Return the passage of the snowplow-event-recovery release notes from "Total Lines: 156, Recovered: 142" to "Base64 encodings (#137)", copied word for word.

Document section |
# # # #
Releases: snowplow-incubator/snowplow-event-recovery
Version 0.7.2
This version adds an iglu-webhook workaround for snowplow-badrows
inconsistency in encoding query parameters.
As a reminder, since 0.7.0, recovery comes with a useful cli for simplifying testing and validating configurations.
Version 0.7.1
Fixes recovering failed events for querystring objects containing name-value pair objects with values not encoded as string.
Version 0.7.0
This release changes configuration semantics and adds local testing cli.
Configuration semantics change
Previously, only the first config matching bad row was triggered. Now, all configs for which conditions are fulfilled will be combined
and ran in a sequence. This makes modularising configurations and building reusable scenarios much easier.
Local testing CLI
Previously we used out-of-tree script which was hard to manage and got deprecated along the way. N
The current CLI allows for validating configurations:
snowplow-event-recovery validate --config /opt/scenarios.json
OK! Config valid
And running small-scale tests outputting both good and bad events into files:
snowplow-event-recovery run --config $PWD/scenarios.json -o /tmp -i $PWD/input/ --resolver $PWD/resolver.json
Config loaded
Enriching event...
Enriched event 2dfeb9b7-5a87-4214-8a97-a8b23176856b
...
Total Lines: 156, Recovered: 142
It allows for configuring enrichments (minus ones that depend on upstream storage for now) and setting custom iglu resolver:
snowplow-event-recovery run --config $PWD/scenarios.json -o /tmp -i $PWD/input/ --resolver $PWD/resolver.json --enrichments $PWD/enrichments
Total Lines: 3, Recovered: 0
OK! Successfully ran recovery.
Version 0.6.1
This patch release brings a couple of small improvements to the process of recovering base64 encoded values. It also provides dependency upgrades to mitigate security vulnerabilities.
Changes
Allow filtering base64-encoded fields in conditions (#134)
Upgrade dependencies to mitigate security vulnerabilities (#136)
Handle url-unsafe Base64 encodings (#137)
# # # #
Stored rows |
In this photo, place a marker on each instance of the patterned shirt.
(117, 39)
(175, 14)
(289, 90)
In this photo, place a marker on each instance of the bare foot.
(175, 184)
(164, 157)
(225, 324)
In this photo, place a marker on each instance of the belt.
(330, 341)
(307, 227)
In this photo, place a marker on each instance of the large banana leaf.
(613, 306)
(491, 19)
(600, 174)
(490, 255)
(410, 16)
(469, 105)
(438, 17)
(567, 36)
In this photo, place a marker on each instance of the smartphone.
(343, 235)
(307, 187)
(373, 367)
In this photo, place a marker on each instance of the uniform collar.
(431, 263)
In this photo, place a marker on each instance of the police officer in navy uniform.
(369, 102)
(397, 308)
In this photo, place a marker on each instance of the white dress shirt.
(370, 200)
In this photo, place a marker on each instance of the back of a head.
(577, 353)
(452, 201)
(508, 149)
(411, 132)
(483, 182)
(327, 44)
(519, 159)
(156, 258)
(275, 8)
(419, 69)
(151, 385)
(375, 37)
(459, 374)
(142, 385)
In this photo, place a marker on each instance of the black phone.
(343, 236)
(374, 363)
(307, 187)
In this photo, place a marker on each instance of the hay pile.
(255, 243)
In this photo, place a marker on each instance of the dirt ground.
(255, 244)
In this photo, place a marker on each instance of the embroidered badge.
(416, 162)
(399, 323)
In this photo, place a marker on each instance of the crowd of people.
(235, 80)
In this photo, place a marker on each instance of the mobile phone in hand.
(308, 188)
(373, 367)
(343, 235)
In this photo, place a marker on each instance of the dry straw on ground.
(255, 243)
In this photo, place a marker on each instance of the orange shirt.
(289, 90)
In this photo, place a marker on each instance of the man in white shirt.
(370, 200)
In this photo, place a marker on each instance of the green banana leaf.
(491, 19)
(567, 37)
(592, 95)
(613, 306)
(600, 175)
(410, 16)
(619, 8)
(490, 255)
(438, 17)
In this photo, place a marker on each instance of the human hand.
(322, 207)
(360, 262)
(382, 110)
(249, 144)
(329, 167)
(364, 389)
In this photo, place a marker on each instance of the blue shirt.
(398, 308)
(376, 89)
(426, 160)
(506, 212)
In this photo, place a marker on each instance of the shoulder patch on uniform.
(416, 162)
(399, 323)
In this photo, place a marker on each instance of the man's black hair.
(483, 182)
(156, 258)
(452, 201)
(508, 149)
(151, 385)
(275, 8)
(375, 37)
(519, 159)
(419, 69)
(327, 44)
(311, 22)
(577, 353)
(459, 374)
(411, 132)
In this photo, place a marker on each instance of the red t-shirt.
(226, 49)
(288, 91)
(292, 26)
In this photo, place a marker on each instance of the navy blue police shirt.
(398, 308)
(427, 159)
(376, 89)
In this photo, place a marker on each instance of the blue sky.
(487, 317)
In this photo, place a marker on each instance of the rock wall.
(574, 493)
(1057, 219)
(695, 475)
# # # #
Answer to this exercise |
Total Lines: 156, Recovered: 142
It allows for configuring enrichments (minus ones that depend on upstream storage for now) and setting custom iglu resolver:
snowplow-event-recovery run --config $PWD/scenarios.json -o /tmp -i $PWD/input/ --resolver $PWD/resolver.json --enrichments $PWD/enrichments
Total Lines: 3, Recovered: 0
OK! Successfully ran recovery.
Version 0.6.1
This patch release brings a couple of small improvements to the process of recovering base64 encoded values. It also provides dependency upgrades to mitigate security vulnerabilities.
Changes
Allow filtering base64-encoded fields in conditions (#134)
Upgrade dependencies to mitigate security vulnerabilities (#136)
Handle url-unsafe Base64 encodings (#137)